• _PAGE EXTRACT_:
_____

Tagged as: Troubled relationships, Trust issues<< Previous question   Next question >>
Question - (23 August 2007) 1 Answers - (Newest, 26 August 2007)
A female Ghana age 41-50, *ellilove2000 writes:

Thank you all for the advice you gave me. I realy appreciate it.

At is time I tell you all what the problem is.

This is how it happened; I met my first boyfriend 6 months before entering the Polytechnic. He was a good guy. He showed me love and supported me. Along the line certain comments he made, made me to realise that he I will dump him when I complete my education.

But deep down in my heart, my dear readers, I loved him and will never do that. I tried explaning things to him but I knew he won't let out that fear.

For no reason he stopped communicating with me. I tried calling him once but he refused to talk to me.

I was by then going to the second year in school. I had to force and learning and think about my future.

All those years that we were apart, I couldn't love because I was still in love with him.

I couldn't go into any relationship because my heart was still with him.

After 3 years of seperation, he came back pleading for me to take him back. I did cos I still did loved him.

_____

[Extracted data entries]
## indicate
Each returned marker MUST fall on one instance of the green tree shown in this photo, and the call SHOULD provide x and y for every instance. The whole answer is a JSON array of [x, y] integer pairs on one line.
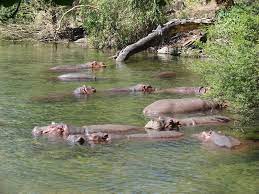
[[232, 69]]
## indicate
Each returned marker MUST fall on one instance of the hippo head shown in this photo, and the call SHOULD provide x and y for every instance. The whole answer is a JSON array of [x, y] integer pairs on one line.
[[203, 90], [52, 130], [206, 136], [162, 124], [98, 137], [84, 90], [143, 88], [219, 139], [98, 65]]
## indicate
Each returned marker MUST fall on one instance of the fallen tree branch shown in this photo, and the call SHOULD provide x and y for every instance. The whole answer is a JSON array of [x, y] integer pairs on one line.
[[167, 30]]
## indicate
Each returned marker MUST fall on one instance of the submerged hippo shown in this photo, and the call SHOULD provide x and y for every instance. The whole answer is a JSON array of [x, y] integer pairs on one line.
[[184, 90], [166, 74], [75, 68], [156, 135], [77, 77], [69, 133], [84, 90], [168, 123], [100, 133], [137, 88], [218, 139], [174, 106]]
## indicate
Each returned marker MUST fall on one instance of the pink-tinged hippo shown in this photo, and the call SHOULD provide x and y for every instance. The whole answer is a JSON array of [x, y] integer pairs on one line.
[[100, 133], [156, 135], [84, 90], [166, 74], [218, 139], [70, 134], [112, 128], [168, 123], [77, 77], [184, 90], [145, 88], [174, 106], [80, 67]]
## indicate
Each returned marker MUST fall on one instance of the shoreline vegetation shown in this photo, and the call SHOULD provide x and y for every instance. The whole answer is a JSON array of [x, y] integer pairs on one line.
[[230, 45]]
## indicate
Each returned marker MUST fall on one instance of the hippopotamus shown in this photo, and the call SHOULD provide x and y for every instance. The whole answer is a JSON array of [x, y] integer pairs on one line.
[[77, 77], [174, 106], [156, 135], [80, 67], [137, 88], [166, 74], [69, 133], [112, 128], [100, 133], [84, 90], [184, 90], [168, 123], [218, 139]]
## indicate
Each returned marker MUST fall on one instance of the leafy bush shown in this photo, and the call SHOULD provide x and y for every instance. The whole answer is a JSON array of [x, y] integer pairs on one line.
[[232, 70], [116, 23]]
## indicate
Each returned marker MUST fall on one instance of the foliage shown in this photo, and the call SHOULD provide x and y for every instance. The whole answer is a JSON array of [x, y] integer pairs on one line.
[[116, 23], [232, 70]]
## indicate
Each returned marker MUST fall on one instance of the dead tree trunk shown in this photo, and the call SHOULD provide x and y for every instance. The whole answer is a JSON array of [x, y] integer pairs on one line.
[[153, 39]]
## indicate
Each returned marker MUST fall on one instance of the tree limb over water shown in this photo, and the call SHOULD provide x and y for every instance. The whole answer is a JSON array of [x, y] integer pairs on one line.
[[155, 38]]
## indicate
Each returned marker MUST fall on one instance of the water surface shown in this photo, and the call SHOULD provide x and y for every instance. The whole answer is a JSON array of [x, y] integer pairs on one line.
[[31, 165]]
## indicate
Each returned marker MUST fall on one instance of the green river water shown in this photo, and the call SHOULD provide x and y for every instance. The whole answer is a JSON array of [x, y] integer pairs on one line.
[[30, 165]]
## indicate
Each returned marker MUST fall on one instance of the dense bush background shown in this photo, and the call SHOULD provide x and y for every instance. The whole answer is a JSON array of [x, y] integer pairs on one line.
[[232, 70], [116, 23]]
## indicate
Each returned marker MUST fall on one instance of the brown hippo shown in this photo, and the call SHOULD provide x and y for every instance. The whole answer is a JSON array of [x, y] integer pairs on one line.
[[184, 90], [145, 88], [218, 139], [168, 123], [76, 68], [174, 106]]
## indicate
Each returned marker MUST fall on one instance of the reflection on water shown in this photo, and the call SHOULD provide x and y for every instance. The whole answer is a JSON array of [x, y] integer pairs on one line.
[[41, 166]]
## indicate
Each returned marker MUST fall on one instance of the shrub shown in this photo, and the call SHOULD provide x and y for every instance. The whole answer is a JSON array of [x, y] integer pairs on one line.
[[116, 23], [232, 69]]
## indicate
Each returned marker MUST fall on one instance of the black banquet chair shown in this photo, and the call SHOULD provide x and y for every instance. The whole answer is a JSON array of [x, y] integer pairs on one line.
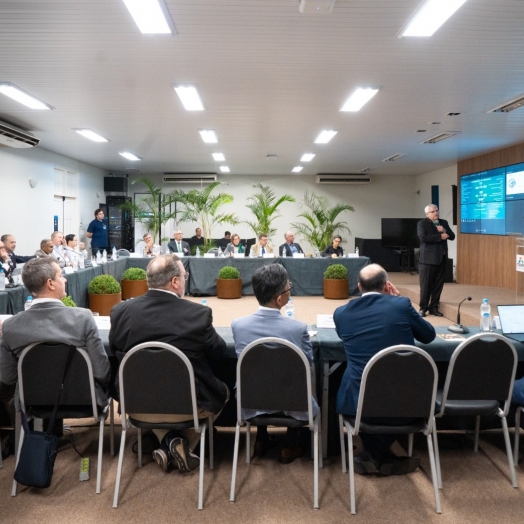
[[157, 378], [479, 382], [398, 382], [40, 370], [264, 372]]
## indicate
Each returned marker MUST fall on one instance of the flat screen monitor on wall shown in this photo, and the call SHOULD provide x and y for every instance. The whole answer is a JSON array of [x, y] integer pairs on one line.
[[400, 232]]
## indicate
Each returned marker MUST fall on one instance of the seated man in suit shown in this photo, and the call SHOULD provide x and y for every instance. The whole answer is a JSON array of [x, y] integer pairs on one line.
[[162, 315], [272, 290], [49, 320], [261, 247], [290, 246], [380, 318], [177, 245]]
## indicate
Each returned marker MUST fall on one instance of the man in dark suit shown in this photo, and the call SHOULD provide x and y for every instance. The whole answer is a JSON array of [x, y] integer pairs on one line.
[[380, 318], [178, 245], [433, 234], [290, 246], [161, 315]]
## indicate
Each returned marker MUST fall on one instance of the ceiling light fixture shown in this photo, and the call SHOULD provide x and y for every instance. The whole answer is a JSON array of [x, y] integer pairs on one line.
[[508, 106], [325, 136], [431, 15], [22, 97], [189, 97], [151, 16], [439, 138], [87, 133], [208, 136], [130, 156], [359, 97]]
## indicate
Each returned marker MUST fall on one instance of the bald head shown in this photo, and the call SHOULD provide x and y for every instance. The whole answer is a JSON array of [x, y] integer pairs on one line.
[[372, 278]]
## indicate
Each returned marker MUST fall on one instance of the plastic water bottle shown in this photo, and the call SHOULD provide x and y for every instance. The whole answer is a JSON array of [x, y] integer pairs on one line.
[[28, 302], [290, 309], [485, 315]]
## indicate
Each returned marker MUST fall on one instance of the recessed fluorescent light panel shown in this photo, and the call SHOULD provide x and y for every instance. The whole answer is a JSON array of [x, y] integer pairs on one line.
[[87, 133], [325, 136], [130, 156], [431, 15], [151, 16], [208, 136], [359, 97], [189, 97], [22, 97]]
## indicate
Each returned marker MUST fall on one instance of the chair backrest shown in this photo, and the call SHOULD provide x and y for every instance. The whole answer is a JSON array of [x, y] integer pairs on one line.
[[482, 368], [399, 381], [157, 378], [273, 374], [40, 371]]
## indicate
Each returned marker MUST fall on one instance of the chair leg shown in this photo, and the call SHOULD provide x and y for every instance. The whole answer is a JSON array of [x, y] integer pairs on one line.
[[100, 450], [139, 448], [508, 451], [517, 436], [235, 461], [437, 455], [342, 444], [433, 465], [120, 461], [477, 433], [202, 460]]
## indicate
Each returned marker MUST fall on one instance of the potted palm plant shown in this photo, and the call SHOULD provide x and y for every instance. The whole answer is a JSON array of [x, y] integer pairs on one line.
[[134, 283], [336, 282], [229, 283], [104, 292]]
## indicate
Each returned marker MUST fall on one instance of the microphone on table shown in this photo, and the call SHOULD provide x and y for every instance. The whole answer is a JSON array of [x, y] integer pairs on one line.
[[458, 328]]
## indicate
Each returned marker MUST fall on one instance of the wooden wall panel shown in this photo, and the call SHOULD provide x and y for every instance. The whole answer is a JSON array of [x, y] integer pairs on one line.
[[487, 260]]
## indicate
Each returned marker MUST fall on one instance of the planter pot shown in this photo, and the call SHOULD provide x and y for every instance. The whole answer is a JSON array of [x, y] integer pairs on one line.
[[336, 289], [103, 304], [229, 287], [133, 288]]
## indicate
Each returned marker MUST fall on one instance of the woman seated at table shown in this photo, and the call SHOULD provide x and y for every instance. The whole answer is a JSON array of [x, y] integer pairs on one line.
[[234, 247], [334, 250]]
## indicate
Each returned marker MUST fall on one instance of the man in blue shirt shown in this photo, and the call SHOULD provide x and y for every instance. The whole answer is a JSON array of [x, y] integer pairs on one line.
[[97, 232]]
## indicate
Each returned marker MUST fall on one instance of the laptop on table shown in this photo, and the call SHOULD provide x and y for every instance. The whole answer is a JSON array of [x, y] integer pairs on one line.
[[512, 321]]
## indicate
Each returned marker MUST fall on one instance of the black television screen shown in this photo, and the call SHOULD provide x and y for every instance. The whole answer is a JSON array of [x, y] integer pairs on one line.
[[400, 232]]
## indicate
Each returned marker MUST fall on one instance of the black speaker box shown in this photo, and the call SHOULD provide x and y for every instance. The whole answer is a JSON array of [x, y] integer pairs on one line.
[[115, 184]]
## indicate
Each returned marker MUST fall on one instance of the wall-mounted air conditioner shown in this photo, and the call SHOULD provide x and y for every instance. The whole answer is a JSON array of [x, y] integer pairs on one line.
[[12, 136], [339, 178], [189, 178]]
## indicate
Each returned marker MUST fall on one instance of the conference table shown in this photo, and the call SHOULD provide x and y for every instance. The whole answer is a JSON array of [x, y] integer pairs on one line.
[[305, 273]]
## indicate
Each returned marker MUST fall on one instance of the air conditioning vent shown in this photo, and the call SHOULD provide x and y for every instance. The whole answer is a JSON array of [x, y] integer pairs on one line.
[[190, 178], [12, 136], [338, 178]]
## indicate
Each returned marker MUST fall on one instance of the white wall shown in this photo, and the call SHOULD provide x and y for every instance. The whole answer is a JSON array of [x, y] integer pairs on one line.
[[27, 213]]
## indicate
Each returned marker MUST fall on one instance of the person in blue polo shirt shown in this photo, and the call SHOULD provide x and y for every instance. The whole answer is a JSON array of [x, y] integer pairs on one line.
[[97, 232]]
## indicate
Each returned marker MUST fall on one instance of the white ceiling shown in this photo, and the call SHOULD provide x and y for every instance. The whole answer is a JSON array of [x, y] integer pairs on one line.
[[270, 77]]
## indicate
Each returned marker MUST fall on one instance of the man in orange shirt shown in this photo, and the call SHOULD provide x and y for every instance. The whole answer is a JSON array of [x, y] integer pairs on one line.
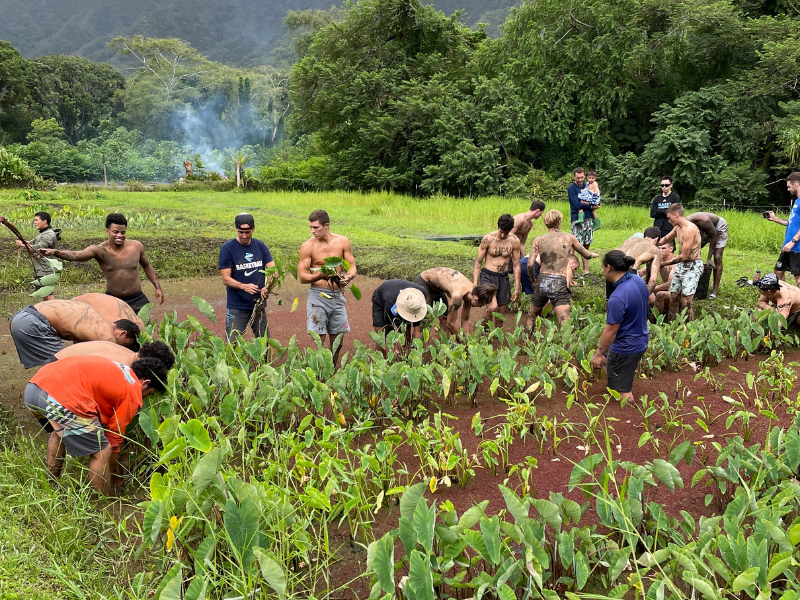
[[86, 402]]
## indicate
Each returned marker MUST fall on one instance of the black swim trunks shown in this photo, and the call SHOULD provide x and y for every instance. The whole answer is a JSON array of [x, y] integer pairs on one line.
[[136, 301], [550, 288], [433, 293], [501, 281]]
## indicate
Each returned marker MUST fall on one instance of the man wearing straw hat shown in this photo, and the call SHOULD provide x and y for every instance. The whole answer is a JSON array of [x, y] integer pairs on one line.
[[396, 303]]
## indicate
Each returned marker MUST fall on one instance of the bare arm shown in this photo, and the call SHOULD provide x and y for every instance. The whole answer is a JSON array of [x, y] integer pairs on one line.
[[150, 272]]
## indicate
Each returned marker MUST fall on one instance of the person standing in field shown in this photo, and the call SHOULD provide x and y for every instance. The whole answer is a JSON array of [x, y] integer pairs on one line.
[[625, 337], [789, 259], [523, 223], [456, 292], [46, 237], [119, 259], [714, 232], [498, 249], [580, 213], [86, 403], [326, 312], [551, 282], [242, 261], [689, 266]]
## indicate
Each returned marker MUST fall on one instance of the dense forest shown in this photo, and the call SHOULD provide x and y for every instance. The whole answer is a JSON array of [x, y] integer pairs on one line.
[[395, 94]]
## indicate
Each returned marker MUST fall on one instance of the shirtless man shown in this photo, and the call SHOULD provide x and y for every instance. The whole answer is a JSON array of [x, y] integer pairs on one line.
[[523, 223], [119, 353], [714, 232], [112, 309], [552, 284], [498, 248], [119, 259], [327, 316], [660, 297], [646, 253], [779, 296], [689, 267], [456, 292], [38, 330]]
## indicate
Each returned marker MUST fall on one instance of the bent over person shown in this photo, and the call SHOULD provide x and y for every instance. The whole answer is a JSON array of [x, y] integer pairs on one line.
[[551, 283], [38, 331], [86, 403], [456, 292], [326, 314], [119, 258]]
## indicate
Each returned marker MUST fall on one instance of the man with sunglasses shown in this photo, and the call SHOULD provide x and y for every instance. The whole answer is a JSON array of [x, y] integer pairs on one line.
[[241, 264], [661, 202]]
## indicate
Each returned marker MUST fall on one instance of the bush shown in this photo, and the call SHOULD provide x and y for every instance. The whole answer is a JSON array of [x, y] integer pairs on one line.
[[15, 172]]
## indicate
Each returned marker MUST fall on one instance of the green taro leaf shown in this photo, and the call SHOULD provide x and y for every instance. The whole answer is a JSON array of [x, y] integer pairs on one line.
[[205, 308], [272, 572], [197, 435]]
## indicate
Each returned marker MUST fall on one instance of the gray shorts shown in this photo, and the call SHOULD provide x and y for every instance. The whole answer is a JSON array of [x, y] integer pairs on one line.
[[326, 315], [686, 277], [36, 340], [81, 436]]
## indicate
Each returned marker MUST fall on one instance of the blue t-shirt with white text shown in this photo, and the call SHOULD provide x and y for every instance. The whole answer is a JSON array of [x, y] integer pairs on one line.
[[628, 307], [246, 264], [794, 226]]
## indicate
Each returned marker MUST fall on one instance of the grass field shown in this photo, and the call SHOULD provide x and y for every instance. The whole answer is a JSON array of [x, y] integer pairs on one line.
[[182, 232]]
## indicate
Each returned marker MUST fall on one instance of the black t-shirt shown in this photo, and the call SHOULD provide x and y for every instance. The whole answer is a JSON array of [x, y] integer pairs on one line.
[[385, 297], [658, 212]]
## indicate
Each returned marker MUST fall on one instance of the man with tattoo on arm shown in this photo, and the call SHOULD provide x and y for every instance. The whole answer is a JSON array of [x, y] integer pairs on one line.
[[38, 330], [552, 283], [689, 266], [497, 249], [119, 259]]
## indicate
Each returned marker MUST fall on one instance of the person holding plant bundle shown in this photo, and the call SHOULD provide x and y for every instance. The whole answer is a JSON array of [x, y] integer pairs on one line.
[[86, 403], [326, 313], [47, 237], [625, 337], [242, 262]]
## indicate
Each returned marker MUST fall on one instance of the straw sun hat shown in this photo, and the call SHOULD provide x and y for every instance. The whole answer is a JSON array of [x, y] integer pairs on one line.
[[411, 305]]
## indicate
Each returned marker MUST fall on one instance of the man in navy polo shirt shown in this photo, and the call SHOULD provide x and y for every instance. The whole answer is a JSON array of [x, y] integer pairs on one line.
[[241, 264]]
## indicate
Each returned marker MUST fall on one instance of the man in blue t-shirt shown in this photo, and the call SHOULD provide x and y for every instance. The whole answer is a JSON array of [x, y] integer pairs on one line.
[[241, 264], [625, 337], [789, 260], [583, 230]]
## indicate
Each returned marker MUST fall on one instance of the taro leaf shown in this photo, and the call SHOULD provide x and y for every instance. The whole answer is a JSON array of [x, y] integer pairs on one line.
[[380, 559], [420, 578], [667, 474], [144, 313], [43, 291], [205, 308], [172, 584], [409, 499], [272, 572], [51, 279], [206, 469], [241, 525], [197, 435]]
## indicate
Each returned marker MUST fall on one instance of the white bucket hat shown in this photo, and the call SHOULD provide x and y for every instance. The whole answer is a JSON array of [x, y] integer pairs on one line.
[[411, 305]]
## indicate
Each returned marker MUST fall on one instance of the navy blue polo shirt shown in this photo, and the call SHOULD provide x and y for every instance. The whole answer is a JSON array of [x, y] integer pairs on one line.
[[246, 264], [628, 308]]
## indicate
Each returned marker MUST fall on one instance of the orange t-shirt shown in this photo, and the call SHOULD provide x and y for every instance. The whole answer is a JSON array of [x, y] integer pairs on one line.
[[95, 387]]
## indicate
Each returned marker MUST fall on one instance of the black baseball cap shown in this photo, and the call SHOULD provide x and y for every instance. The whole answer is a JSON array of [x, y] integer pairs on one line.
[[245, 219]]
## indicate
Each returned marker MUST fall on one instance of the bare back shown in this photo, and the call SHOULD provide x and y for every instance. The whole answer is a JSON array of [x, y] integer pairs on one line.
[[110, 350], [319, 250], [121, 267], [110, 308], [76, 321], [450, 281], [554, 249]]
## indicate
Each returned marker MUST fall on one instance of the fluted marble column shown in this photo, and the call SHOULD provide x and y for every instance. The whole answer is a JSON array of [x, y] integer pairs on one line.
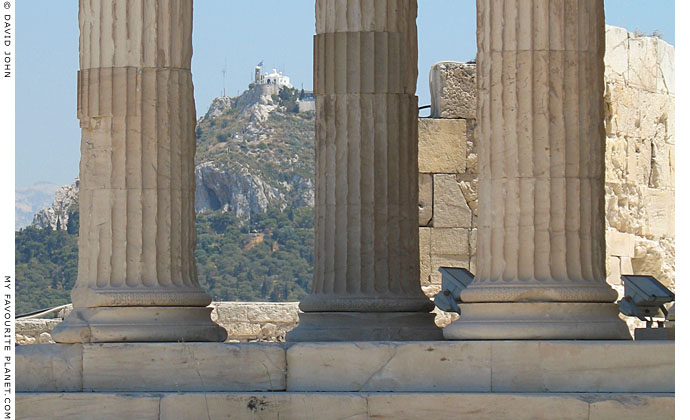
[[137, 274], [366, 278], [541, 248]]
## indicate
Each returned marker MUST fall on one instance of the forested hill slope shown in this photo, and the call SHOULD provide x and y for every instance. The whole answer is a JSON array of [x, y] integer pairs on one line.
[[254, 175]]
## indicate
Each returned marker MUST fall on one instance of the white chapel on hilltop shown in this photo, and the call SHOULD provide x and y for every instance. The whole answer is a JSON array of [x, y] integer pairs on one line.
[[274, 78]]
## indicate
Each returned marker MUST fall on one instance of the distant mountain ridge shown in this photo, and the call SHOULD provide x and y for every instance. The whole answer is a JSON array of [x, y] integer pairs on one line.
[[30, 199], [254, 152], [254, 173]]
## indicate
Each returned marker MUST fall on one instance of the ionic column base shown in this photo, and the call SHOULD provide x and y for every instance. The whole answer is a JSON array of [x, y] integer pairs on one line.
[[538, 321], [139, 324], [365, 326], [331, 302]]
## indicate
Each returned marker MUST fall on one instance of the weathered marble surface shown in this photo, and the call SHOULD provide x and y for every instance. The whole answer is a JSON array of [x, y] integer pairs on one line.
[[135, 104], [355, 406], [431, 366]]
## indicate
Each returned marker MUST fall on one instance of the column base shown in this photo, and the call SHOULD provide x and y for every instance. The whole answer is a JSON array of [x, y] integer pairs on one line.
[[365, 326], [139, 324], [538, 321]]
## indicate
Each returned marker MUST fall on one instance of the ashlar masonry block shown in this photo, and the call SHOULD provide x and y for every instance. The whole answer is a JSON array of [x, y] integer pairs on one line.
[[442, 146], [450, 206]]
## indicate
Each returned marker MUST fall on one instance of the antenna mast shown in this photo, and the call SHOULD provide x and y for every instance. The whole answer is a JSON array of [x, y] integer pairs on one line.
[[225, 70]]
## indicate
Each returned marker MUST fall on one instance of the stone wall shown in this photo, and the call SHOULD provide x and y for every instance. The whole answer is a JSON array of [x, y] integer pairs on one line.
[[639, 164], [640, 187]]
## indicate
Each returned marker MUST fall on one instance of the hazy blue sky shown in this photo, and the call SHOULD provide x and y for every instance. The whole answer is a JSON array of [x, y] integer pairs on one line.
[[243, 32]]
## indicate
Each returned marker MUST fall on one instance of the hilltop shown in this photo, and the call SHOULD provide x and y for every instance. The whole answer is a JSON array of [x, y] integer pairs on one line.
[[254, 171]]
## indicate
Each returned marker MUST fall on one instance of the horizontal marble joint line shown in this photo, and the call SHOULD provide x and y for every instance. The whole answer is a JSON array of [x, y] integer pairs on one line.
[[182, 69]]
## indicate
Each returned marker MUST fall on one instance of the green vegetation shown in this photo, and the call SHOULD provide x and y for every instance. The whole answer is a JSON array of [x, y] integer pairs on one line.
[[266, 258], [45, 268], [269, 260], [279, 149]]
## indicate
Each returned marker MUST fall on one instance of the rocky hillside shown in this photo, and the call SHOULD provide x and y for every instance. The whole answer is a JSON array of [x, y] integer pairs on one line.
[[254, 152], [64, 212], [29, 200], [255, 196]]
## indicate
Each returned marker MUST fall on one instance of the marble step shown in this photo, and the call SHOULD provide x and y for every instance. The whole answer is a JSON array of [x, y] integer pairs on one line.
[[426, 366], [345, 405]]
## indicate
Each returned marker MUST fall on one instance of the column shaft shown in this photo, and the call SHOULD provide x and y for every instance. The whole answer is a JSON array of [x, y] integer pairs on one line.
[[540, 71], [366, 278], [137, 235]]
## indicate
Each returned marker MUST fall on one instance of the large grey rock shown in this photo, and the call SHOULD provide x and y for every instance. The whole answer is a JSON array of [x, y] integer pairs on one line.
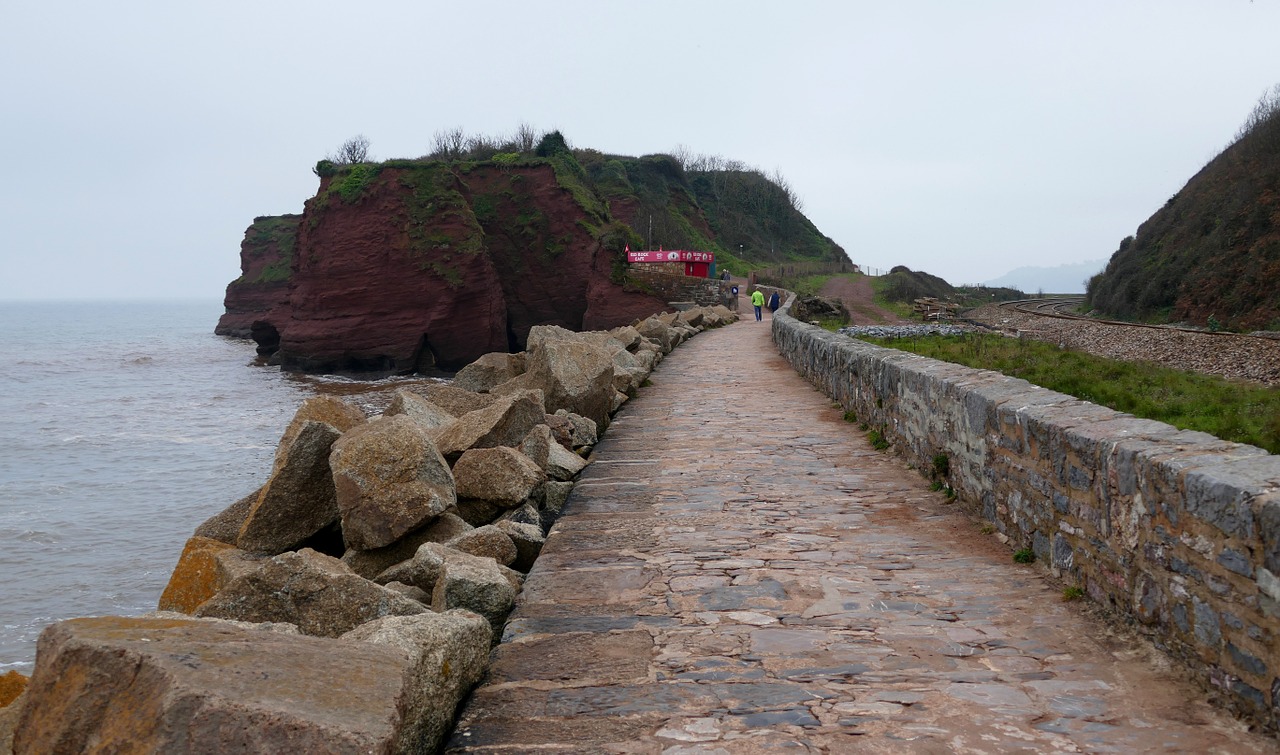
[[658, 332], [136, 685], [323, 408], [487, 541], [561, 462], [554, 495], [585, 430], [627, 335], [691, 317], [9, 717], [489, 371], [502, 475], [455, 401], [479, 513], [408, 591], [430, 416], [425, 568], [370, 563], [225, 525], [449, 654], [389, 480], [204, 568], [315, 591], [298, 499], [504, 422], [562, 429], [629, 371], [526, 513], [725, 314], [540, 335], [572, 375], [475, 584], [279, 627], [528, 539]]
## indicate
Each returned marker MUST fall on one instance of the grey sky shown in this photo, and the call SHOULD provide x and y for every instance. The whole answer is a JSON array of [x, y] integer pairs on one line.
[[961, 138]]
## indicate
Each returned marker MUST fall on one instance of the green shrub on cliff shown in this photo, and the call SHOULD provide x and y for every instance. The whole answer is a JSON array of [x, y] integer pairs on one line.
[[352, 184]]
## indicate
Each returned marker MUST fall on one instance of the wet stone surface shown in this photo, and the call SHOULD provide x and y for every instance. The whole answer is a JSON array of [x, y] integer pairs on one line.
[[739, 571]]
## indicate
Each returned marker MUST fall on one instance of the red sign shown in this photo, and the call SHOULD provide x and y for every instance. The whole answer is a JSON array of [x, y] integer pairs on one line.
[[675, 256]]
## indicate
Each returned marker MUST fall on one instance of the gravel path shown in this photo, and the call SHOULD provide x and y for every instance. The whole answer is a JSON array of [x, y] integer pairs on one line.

_____

• _ACTIONS TO TAKE_:
1/ Copy the part of the forum post about a troubled relationship between "But deep down" and "out that fear.", inclusive.
2/ Rewrite the records from their first line through the line holding "[[232, 69]]", inclusive, with "green tree" replaced by "pine tree" and nothing else changed. Leave the pictures out.
The records have no connection to the forum post.

• _OUTPUTS FOR THE TASKS_:
1/
But deep down in my heart, my dear readers, I loved him and will never do that. I tried explaning things to him but I knew he won't let out that fear.

2/
## indicate
Each returned marker MUST fall on one instance of the pine tree shown in this photo, and the call SHOULD provide x and y for every instance. The whole answer is a JSON array of [x, y] integer pairs on one line.
[[232, 69]]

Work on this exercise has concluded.